--- start ---
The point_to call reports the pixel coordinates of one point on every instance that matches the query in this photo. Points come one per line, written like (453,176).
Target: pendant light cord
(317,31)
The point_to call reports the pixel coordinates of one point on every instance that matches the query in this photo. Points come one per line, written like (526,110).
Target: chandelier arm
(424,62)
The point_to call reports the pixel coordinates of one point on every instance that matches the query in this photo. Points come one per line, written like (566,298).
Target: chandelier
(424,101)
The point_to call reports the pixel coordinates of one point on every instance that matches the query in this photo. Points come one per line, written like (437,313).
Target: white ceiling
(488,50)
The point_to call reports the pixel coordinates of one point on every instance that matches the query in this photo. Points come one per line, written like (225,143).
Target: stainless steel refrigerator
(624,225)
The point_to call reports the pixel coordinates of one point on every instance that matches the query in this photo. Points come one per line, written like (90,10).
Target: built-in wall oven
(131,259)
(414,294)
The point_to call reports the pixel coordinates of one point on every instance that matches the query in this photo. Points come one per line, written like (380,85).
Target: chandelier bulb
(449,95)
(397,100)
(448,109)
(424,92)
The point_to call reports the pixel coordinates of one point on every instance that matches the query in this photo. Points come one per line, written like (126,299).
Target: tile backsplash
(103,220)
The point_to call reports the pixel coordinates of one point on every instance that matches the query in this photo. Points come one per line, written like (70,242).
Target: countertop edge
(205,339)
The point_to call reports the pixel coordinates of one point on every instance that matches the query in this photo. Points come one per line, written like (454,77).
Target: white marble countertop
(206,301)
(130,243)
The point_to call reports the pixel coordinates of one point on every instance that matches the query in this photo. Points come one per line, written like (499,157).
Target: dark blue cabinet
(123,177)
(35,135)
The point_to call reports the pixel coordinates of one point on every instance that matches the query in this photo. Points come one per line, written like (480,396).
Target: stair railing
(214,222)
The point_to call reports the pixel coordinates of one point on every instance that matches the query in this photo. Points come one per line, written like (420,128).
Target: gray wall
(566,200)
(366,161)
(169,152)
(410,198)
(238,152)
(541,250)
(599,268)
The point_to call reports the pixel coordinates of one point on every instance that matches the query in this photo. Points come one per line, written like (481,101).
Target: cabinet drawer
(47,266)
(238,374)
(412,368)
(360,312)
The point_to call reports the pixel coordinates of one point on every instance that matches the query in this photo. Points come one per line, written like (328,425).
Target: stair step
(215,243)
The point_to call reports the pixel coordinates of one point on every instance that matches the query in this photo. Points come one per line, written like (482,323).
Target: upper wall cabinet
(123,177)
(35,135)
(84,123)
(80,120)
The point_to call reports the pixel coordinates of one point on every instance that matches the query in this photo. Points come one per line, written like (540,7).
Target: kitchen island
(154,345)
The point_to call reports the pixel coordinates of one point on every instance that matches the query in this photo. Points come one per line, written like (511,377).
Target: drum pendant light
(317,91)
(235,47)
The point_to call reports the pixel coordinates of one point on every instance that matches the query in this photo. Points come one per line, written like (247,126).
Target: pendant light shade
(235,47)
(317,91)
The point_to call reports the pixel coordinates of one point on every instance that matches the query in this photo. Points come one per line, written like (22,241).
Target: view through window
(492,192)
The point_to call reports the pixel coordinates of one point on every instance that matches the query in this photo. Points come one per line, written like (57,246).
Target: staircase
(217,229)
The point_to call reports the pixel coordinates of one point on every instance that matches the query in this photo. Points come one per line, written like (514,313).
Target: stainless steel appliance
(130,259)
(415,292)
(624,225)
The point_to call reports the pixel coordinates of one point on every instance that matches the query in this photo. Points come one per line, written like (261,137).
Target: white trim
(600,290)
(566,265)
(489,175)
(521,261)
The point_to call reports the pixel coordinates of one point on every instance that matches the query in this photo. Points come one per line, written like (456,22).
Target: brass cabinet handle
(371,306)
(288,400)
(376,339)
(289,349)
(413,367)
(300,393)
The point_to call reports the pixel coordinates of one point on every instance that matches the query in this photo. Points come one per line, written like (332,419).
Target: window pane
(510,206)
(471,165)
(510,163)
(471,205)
--- end ---
→ WHAT YOU ARE ASKED TO DO: Copy all of the rows above line for line, with no changes.

→ WORKED ANSWER:
The point_to call reports the pixel coordinates of one point on every instance that matches the query in this photo. Points come one per line, written like (453,176).
Target: pendant light cord
(317,31)
The point_to call reports the pixel coordinates of one point on every instance that matches the query in this photo. Points come one per line, written like (526,110).
Target: chandelier arm
(424,62)
The point_to call reports the pixel coordinates of one point on every instance that matches the query in this photo. Points come one per line, written like (566,298).
Target: chandelier
(424,101)
The point_to call reports the pixel coordinates of one point on every instance that matches the query in this photo. Points come one per line, written like (437,313).
Target: white ceiling
(488,50)
The point_to call reports the pixel coordinates of one point on every instance that matches the query in this photo. Points come one per line, written like (225,143).
Target: stainless steel refrigerator
(624,225)
The point_to call reports the pixel coordinates of one point on every instance that matches the query in this photo. Points come one per line, written like (90,10).
Target: built-in wall oven
(131,259)
(414,294)
The point_to call reports the pixel coordinates of one point on every instance that matches the query in this photo. Points come one per line, written like (380,85).
Target: chandelier bulb
(449,95)
(397,100)
(448,109)
(424,92)
The point_to call reports the pixel coordinates of one point on every instance that matches the query in this photo. Points come one per line, written like (126,299).
Target: tile backsplash
(103,220)
The point_to call reports the pixel coordinates of one point on every instance that matches the query in this photo. Points come one per line, written like (70,242).
Target: countertop edge
(205,339)
The point_to call reports the pixel coordinates of one point on every instance that matches the query in this photo. Points come one per line, written like (454,77).
Target: white marble countertop
(206,301)
(130,243)
The point_to call reports the pixel coordinates of one point on every instance that matches the query in this photo. Points come one per line, written like (499,157).
Target: dark blue cabinet
(123,177)
(35,135)
The point_to call reports the pixel coordinates of one point on every instance that matches the query in this photo. Points come one per line, written like (480,396).
Target: stair railing
(214,222)
The point_to call reports the pixel coordinates of one point on every instance that matches the query in this photo. Points come one per line, written like (420,128).
Target: gray wall
(566,200)
(366,161)
(169,152)
(410,198)
(238,152)
(541,250)
(599,268)
The point_to call reports the pixel coordinates of one point on every instance that matches the query in this photo. Points come one per line, written like (481,101).
Target: cabinet drawer
(47,266)
(238,374)
(412,368)
(360,312)
The point_to call reports the pixel coordinates of one point on every instance that matches the query in this photo. Points come one per line, written like (328,425).
Target: stair step
(215,243)
The point_to call reports the pixel coordinates of one point on every instance that matches the query in this photo. Points come one per line, written like (482,323).
Target: upper wall cabinet
(123,177)
(35,135)
(84,123)
(80,120)
The point_to call reports the pixel coordinates of one point on every instance that matches the query in this photo. Points come one per line, written like (540,7).
Target: kitchen island
(154,345)
The point_to call reports the pixel coordinates of one point on every instance that matches the query in this photo. Points come one per line, written like (511,377).
Target: drum pendant light
(317,91)
(235,47)
The point_to call reports the pixel coordinates of one point on every instance that matches the query in this photo. Points come one per line, written like (247,126).
Target: pendant light shade
(235,47)
(317,91)
The point_to call reports the pixel coordinates of one point on every instance that matches the query in this photo. Points come one per line, written like (22,241).
Target: view through window
(492,192)
The point_to call reports the pixel coordinates of one point on every instance that matches the query in this photo. Points come one per line, written like (57,246).
Target: staircase
(217,229)
The point_to call reports the pixel coordinates of one point on every instance that matches the query in this photo. Points come one per line, written like (514,313).
Target: stainless steel appliance
(130,259)
(415,292)
(624,225)
The point_to call reports the pixel coordinates of one point on every instance that matches the query in this photo. Points come one per line, written like (261,137).
Target: white trim
(600,290)
(566,265)
(489,175)
(521,261)
The point_to call reports the pixel coordinates of one point on every instance that matches the query in this photo. Points come one per line, written like (456,22).
Target: brass cabinet handle
(371,306)
(288,400)
(376,339)
(289,349)
(413,367)
(300,393)
The point_to call reports the pixel coordinates of one point on every instance that matches the query in this photo. Points come one per line, written like (332,419).
Target: window pane
(510,206)
(471,165)
(510,163)
(471,205)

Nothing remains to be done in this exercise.